* BEGIN *

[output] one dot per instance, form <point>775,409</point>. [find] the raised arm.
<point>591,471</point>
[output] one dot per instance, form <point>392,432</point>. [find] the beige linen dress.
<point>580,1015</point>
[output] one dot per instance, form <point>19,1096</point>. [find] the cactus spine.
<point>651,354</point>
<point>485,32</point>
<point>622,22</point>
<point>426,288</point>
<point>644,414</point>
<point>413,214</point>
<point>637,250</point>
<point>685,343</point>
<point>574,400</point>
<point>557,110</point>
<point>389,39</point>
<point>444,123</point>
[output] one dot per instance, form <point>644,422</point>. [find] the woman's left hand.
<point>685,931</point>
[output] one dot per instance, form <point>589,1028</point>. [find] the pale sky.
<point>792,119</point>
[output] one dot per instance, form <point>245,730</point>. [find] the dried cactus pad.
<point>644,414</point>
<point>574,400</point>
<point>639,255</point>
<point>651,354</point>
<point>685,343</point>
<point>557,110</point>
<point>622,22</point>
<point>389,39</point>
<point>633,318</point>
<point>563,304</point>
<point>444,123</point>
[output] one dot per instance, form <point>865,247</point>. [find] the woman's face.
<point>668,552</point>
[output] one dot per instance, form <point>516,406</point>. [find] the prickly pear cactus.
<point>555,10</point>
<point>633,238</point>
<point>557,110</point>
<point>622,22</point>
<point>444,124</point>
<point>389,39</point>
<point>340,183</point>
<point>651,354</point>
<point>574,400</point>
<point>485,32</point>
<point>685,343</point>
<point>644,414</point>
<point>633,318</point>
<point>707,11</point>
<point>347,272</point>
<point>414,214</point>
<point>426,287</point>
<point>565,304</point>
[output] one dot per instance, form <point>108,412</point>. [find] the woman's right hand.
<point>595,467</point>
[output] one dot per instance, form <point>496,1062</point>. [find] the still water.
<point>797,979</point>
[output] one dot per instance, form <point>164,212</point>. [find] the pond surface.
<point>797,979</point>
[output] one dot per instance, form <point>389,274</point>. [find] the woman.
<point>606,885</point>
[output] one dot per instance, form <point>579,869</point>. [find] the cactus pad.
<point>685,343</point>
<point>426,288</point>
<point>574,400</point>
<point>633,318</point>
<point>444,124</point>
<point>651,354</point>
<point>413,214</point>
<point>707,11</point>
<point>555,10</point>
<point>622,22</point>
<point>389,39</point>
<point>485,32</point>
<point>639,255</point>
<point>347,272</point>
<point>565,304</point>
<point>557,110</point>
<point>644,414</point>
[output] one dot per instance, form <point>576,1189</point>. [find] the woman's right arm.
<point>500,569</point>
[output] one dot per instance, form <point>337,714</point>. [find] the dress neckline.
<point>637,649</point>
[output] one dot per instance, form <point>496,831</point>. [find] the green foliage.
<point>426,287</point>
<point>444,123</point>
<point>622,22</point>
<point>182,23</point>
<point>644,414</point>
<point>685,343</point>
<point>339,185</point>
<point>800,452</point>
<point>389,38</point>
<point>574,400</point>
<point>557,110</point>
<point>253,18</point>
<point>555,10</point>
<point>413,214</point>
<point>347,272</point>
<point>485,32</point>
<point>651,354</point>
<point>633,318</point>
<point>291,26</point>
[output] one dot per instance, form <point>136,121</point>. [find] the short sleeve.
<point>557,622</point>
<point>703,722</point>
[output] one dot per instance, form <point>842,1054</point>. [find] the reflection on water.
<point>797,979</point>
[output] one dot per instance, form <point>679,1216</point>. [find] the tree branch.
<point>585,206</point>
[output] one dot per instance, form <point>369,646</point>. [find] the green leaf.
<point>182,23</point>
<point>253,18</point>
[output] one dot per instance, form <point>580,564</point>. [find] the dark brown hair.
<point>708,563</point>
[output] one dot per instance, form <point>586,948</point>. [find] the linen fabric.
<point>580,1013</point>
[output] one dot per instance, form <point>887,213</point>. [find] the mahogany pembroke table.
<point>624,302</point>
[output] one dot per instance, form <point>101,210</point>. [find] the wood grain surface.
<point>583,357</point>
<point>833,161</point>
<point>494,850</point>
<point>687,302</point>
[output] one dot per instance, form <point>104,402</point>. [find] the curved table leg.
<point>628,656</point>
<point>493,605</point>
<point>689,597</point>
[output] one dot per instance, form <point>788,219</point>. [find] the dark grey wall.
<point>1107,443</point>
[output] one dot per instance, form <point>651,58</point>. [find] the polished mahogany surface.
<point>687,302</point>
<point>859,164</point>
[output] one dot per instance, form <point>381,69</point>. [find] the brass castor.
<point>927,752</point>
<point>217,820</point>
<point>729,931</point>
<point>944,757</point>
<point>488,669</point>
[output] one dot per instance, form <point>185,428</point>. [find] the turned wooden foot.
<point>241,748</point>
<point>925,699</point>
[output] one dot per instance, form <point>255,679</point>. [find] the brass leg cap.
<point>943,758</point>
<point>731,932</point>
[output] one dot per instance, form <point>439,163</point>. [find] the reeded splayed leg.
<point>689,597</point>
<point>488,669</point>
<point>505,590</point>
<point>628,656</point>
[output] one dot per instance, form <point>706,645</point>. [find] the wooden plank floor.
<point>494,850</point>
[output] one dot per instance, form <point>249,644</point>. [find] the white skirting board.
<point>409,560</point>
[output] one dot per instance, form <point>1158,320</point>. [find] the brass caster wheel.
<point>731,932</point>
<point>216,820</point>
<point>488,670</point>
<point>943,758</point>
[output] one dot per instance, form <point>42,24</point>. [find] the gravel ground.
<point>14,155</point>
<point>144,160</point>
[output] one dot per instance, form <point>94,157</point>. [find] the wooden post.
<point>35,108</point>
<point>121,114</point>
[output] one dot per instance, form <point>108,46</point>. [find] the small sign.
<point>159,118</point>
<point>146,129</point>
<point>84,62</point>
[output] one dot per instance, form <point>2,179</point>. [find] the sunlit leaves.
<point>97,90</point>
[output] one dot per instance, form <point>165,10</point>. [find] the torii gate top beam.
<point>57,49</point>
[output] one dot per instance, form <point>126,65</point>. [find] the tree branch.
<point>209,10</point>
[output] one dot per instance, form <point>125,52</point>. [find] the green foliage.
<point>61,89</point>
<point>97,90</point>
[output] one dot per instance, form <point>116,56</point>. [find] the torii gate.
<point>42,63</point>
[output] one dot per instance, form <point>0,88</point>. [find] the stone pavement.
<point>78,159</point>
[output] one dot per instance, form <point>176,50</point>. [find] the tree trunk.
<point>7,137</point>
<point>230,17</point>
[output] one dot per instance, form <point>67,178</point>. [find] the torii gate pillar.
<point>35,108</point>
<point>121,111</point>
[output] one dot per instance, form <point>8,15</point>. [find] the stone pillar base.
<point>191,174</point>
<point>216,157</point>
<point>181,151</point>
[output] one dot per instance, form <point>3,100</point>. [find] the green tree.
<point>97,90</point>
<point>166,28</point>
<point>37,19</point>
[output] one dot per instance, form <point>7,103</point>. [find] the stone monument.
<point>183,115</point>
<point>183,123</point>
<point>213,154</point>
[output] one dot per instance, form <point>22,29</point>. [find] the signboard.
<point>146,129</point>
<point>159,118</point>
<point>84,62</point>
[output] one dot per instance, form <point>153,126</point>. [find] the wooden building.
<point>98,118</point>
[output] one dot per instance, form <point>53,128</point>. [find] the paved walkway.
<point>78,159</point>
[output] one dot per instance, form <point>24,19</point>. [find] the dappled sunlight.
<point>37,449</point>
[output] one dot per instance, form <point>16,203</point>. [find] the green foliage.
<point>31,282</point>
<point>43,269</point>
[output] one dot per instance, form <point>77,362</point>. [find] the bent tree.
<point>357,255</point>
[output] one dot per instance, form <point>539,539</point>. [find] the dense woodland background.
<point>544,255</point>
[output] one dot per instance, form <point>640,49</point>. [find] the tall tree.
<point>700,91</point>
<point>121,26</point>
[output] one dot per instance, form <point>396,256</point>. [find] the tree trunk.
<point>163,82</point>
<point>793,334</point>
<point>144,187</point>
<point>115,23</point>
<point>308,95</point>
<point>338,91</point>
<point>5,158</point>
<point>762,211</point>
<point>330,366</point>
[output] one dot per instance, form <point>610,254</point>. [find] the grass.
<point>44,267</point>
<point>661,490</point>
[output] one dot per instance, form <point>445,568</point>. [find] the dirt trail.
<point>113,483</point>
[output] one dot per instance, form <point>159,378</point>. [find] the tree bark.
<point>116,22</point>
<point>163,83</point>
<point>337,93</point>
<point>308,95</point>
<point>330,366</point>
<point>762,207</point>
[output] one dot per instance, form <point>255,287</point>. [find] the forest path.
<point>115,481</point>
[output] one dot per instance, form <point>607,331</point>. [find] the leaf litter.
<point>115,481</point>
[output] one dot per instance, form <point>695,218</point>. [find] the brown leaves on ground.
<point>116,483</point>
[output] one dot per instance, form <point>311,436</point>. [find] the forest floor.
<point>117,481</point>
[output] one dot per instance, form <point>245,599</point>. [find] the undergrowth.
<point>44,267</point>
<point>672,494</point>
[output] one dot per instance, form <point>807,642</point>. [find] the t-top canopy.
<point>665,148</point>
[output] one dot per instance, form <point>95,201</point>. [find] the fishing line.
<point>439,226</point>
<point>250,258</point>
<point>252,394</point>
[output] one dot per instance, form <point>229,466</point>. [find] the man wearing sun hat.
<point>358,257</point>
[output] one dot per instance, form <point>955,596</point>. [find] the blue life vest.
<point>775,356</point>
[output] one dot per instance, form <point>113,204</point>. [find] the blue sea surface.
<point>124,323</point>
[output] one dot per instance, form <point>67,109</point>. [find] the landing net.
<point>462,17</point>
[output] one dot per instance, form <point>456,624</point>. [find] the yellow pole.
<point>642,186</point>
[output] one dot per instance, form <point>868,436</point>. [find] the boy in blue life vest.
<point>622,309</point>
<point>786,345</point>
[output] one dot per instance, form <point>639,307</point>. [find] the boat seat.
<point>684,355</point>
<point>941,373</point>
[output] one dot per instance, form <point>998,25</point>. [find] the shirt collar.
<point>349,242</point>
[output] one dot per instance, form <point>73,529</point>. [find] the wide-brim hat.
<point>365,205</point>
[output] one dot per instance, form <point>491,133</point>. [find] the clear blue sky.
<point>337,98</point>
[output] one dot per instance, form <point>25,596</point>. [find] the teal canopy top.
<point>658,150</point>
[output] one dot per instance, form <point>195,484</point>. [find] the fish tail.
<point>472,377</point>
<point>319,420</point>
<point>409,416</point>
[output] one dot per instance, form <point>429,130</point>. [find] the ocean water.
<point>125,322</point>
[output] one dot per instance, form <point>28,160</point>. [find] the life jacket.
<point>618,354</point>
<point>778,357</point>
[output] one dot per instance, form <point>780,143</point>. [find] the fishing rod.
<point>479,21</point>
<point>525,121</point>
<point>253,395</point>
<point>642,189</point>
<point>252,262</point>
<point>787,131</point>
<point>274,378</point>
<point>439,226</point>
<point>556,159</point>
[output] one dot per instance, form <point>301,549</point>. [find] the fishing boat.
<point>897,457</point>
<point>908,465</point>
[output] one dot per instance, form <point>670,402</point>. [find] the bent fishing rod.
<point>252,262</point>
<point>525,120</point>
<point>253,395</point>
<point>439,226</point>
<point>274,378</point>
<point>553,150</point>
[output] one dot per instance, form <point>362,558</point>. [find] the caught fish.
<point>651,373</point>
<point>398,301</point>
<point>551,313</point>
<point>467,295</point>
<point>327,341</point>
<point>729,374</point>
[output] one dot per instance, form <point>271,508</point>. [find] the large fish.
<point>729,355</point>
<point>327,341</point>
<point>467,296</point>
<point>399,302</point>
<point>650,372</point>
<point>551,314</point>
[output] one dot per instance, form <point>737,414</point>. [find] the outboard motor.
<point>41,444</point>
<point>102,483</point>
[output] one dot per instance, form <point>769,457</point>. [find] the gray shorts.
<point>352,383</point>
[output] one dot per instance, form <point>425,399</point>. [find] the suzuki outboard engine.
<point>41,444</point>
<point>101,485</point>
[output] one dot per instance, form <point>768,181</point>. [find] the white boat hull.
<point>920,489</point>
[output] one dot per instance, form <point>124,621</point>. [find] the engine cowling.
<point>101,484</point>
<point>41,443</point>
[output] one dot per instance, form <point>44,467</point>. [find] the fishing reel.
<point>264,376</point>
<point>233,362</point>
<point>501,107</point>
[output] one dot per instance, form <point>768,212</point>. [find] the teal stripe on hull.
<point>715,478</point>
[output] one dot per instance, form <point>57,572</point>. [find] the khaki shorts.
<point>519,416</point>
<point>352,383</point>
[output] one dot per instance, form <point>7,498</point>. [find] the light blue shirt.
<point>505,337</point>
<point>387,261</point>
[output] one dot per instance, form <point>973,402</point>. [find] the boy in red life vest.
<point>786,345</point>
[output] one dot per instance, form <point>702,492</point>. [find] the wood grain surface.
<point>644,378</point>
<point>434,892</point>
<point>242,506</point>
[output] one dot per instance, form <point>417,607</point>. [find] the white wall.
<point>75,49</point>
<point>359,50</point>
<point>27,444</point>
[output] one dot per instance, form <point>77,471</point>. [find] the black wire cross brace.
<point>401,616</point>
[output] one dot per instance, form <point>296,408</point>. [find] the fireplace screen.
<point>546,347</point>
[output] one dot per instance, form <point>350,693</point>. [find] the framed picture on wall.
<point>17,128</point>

* END *

Short problem =
Rescale the lines between the one containing "[output] one dot per instance, form <point>42,24</point>." and the one containing "<point>181,151</point>", inclusive, giving only those lines with the requests included and the point coordinates in the answers multiplied by 0.75 and rounded to whole numbers, halves up. Leave every number in the requests, including their format samples, as it is.

Output of the exercise =
[output] one dot per instance, form <point>42,24</point>. [find] the gravel ground.
<point>11,116</point>
<point>108,120</point>
[output] one dot per instance, form <point>94,157</point>. [find] the wooden post.
<point>26,81</point>
<point>91,86</point>
[output] one dot per instance, form <point>108,46</point>. [find] the small sign.
<point>119,89</point>
<point>110,97</point>
<point>63,47</point>
[output] one dot per instance, form <point>2,179</point>. [find] the sunlit leaves.
<point>73,68</point>
[output] one dot per instance, form <point>165,10</point>. [find] the torii gate top beam.
<point>43,37</point>
[output] one dot per instance, form <point>126,65</point>. [find] the tree branch.
<point>157,8</point>
[output] one dot per instance, form <point>125,52</point>. [find] the green foliage.
<point>46,67</point>
<point>73,68</point>
[output] one dot per instance, form <point>116,56</point>. [find] the torii gate.
<point>32,47</point>
[output] one dot per instance, form <point>0,88</point>. [find] the stone pavement.
<point>59,119</point>
[output] one dot per instance, form <point>176,50</point>. [find] the tree trunk.
<point>5,103</point>
<point>173,13</point>
[output] one dot per instance, form <point>67,178</point>. [find] the torii gate pillar.
<point>26,81</point>
<point>91,83</point>
[output] one dot per instance, form <point>8,15</point>. [find] the stone pillar base.
<point>143,131</point>
<point>162,118</point>
<point>136,113</point>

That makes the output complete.